What needs to be done:
Count the lines in the entries below that contain the word "roof". Reply with the number alone.

— begin Record list —

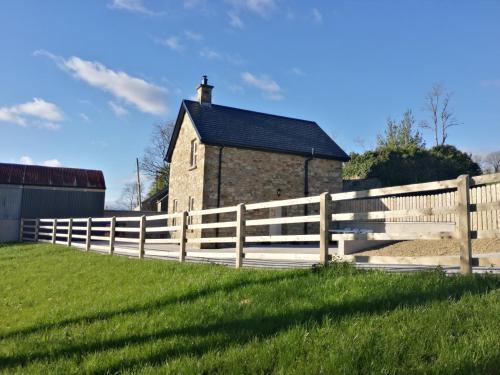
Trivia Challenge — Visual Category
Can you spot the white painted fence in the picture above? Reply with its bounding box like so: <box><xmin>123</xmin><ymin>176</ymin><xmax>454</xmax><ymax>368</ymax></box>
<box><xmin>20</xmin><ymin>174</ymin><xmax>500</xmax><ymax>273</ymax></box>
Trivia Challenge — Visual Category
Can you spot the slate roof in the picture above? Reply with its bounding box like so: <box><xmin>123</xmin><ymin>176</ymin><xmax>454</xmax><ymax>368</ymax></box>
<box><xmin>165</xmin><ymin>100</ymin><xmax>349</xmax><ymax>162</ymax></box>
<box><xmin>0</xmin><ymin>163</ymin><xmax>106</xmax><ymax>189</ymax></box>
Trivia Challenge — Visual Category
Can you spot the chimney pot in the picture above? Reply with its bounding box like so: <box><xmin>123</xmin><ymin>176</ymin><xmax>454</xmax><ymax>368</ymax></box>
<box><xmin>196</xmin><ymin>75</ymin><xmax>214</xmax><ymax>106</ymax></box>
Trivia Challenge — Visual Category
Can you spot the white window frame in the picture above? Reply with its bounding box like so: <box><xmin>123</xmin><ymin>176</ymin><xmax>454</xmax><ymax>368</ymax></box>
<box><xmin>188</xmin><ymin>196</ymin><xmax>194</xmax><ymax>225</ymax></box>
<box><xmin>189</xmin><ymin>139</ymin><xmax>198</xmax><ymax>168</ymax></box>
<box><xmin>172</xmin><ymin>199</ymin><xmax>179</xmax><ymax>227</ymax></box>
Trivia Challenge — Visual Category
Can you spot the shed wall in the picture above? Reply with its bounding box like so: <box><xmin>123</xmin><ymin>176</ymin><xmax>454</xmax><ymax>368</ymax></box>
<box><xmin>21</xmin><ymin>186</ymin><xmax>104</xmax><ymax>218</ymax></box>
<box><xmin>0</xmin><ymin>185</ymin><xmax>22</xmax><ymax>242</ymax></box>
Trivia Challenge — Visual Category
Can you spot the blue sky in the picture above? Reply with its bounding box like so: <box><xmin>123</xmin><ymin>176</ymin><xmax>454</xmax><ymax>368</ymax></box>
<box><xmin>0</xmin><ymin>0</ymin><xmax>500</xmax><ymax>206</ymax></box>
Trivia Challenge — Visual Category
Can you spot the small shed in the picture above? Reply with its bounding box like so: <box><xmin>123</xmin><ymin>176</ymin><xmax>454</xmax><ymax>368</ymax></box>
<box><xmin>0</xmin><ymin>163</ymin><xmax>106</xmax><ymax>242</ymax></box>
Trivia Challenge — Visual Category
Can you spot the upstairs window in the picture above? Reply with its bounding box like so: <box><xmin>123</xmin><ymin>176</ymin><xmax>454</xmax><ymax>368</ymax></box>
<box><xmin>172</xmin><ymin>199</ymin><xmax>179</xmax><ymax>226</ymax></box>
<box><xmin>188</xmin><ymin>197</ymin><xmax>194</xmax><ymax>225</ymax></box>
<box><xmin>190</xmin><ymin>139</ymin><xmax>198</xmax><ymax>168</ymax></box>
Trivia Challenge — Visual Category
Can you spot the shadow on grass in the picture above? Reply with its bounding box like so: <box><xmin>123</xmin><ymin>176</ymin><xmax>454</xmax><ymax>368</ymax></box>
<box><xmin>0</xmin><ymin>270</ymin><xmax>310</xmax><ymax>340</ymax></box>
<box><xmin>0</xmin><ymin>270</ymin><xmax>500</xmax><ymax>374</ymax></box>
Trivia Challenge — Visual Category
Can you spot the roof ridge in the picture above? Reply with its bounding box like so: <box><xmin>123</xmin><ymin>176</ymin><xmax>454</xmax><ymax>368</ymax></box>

— end Record list —

Output of the task:
2